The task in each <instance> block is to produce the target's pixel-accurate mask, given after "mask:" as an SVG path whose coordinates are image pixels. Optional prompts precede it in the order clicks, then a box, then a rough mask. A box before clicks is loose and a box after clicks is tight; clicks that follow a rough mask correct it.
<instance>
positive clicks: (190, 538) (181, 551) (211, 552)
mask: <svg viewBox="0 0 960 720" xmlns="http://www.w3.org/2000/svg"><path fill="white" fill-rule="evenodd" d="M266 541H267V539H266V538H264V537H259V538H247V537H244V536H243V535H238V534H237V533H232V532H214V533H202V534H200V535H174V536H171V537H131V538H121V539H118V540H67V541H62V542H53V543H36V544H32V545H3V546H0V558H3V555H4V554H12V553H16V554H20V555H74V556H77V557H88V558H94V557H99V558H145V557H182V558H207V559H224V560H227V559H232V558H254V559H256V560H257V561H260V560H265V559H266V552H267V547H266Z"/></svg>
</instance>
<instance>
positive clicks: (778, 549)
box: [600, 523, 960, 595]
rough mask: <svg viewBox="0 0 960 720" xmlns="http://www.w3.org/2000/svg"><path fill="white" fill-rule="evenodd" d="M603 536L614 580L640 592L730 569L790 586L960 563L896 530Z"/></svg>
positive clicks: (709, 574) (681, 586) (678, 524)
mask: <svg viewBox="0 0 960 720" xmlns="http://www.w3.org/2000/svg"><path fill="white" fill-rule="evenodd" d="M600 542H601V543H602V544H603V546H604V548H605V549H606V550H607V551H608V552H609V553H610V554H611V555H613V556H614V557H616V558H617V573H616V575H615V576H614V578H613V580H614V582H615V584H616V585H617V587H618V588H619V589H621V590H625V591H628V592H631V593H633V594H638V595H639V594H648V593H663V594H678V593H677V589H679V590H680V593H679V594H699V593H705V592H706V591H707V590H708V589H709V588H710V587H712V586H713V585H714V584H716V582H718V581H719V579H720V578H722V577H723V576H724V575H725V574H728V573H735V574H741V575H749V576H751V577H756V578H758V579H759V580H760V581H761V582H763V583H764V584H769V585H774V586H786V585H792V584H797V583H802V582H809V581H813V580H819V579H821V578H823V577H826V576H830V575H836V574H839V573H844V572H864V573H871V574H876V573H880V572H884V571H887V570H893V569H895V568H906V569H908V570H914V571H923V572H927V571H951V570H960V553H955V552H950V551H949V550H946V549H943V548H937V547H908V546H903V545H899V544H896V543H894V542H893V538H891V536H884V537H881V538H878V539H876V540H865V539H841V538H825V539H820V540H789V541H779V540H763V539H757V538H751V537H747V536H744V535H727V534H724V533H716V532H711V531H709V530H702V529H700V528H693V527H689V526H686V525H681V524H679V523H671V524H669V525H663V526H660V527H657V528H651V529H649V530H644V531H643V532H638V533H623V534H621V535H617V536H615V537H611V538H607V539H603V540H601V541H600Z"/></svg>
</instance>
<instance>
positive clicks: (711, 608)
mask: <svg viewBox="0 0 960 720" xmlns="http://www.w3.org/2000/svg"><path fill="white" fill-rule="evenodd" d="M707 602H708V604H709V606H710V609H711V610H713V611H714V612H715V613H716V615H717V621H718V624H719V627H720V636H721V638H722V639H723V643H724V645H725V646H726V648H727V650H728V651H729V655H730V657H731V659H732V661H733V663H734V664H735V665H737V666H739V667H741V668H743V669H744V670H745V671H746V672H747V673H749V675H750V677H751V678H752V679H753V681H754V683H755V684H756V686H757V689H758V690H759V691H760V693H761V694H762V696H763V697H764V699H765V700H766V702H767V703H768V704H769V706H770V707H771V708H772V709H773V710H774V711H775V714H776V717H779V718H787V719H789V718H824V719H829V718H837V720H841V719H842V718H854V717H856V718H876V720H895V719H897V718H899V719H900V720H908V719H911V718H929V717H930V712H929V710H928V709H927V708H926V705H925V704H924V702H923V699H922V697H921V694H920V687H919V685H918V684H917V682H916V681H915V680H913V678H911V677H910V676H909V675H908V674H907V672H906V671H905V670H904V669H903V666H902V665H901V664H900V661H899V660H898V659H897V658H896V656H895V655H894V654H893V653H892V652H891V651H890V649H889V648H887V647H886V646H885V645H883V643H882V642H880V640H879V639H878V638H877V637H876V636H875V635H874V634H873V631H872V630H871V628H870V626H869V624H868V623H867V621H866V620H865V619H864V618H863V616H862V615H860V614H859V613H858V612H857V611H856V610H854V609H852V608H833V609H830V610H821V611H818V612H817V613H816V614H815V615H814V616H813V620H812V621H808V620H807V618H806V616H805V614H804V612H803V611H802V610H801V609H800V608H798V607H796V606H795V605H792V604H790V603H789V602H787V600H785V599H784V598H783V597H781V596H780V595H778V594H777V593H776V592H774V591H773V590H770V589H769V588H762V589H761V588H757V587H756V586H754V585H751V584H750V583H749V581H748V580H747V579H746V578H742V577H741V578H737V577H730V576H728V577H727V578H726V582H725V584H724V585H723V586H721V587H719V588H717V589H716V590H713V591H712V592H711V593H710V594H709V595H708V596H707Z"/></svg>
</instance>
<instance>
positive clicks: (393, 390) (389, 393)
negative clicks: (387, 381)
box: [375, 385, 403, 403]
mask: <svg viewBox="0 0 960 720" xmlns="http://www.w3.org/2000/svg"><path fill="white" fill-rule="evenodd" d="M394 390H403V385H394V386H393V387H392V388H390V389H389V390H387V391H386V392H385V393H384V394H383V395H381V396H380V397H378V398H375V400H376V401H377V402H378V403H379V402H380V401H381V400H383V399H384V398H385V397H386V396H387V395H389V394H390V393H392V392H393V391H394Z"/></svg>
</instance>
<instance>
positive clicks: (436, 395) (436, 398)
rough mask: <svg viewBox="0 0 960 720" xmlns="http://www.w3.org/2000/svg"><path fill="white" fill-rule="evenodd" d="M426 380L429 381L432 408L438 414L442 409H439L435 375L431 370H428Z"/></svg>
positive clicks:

---

## What the task asks
Would you restate the entries word for word, omitting none?

## Task solution
The task in each <instance> block is to produce the target's pixel-accurate mask, given after "mask:" as an SVG path whose coordinates are image pixels. Optional prompts precede it in the order clicks, then a box, then a rough mask. A box before clicks is loose and a box after clicks is tight; clicks that follow a rough mask correct it.
<instance>
positive clicks: (190, 538) (181, 551) (211, 552)
mask: <svg viewBox="0 0 960 720" xmlns="http://www.w3.org/2000/svg"><path fill="white" fill-rule="evenodd" d="M266 541H267V539H266V538H264V537H259V538H247V537H244V536H243V535H238V534H237V533H232V532H214V533H202V534H200V535H174V536H171V537H131V538H121V539H118V540H67V541H62V542H53V543H36V544H32V545H3V546H0V558H3V555H4V554H12V553H16V554H20V555H74V556H77V557H88V558H94V557H99V558H145V557H182V558H207V559H224V560H227V559H232V558H254V559H256V560H257V561H260V560H265V559H266V552H267V547H266Z"/></svg>
</instance>
<instance>
positive clicks: (778, 549)
box: [600, 523, 960, 595]
rough mask: <svg viewBox="0 0 960 720" xmlns="http://www.w3.org/2000/svg"><path fill="white" fill-rule="evenodd" d="M603 536L614 580L640 592L730 569L790 586L960 563L896 530Z"/></svg>
positive clicks: (709, 574) (681, 586) (678, 524)
mask: <svg viewBox="0 0 960 720" xmlns="http://www.w3.org/2000/svg"><path fill="white" fill-rule="evenodd" d="M600 542H601V543H602V544H603V546H604V548H605V549H606V550H607V551H608V552H609V553H610V554H611V555H613V556H614V557H616V558H617V573H616V575H615V576H614V578H613V580H614V582H615V584H616V585H617V587H618V588H619V589H621V590H625V591H628V592H631V593H633V594H638V595H639V594H648V593H663V594H678V593H677V589H679V590H680V593H679V594H699V593H705V592H706V591H707V590H708V589H709V588H710V587H712V586H713V585H714V584H716V582H718V581H719V579H720V578H722V577H723V576H724V575H725V574H728V573H735V574H741V575H749V576H751V577H756V578H758V579H759V580H760V581H761V582H763V583H764V584H769V585H774V586H786V585H792V584H797V583H802V582H809V581H813V580H819V579H821V578H823V577H826V576H830V575H836V574H839V573H844V572H864V573H871V574H876V573H880V572H884V571H887V570H893V569H895V568H906V569H908V570H914V571H923V572H927V571H951V570H960V553H955V552H950V551H949V550H946V549H943V548H937V547H908V546H903V545H899V544H896V543H894V542H893V538H891V536H884V537H881V538H878V539H876V540H865V539H841V538H825V539H820V540H789V541H779V540H763V539H757V538H751V537H747V536H744V535H727V534H724V533H716V532H711V531H709V530H702V529H700V528H693V527H689V526H686V525H681V524H679V523H671V524H669V525H663V526H660V527H657V528H651V529H649V530H644V531H643V532H638V533H623V534H621V535H617V536H615V537H611V538H607V539H603V540H601V541H600Z"/></svg>
</instance>
<instance>
positive clicks: (711, 608)
mask: <svg viewBox="0 0 960 720" xmlns="http://www.w3.org/2000/svg"><path fill="white" fill-rule="evenodd" d="M707 602H708V604H709V606H710V609H711V610H713V611H714V612H715V613H716V615H717V621H718V624H719V627H720V636H721V638H722V639H723V643H724V645H725V646H726V648H727V650H728V651H729V655H730V657H731V659H732V661H733V663H734V664H735V665H737V666H739V667H741V668H743V669H744V670H745V671H746V672H747V673H749V675H750V677H751V678H752V679H753V681H754V683H755V684H756V686H757V689H758V690H759V691H760V693H761V694H762V696H763V697H764V699H765V700H766V702H767V703H768V704H769V706H770V707H771V708H772V709H773V710H774V711H775V714H776V717H779V718H787V719H789V718H824V719H829V718H837V720H841V719H842V718H854V717H856V718H876V720H895V719H897V718H899V719H900V720H908V719H911V718H929V717H930V712H929V710H928V709H927V708H926V705H925V704H924V702H923V699H922V697H921V694H920V687H919V685H918V684H917V682H916V681H915V680H913V678H911V677H910V676H909V675H908V674H907V672H906V671H905V670H904V669H903V666H902V665H901V664H900V661H899V660H898V659H897V658H896V656H895V655H894V654H893V653H892V652H891V651H890V649H889V648H887V647H886V646H885V645H883V643H882V642H880V640H879V639H878V638H877V637H876V636H875V635H874V634H873V631H872V630H871V628H870V626H869V624H868V623H867V621H866V620H865V619H864V618H863V616H862V615H860V614H859V613H858V612H857V611H856V610H854V609H852V608H833V609H830V610H821V611H818V612H817V613H816V614H815V615H814V616H813V620H812V621H808V620H807V618H806V616H805V614H804V612H803V611H802V610H801V609H800V608H798V607H796V606H795V605H792V604H790V603H789V602H787V600H785V599H784V598H783V597H781V596H780V595H778V594H777V593H776V592H774V591H773V590H770V589H769V588H762V589H761V588H757V587H756V586H754V585H751V584H750V583H749V581H748V580H747V579H746V578H742V577H741V578H737V577H730V576H728V577H727V578H726V582H725V584H724V585H723V586H721V587H719V588H717V589H716V590H713V591H712V592H711V593H710V594H709V595H708V596H707Z"/></svg>
</instance>
<instance>
positive clicks: (393, 390) (389, 393)
negative clicks: (387, 381)
box: [375, 385, 403, 403]
mask: <svg viewBox="0 0 960 720" xmlns="http://www.w3.org/2000/svg"><path fill="white" fill-rule="evenodd" d="M394 390H403V385H394V386H393V387H392V388H390V389H389V390H387V391H386V392H385V393H384V394H383V395H381V396H380V397H378V398H375V400H376V401H377V402H378V403H379V402H380V401H381V400H383V399H384V398H385V397H386V396H387V395H389V394H390V393H392V392H393V391H394Z"/></svg>
</instance>
<instance>
positive clicks: (436, 395) (436, 398)
rough mask: <svg viewBox="0 0 960 720" xmlns="http://www.w3.org/2000/svg"><path fill="white" fill-rule="evenodd" d="M426 380L429 381L432 408L438 414L442 409H439L435 375L431 370H428Z"/></svg>
positive clicks:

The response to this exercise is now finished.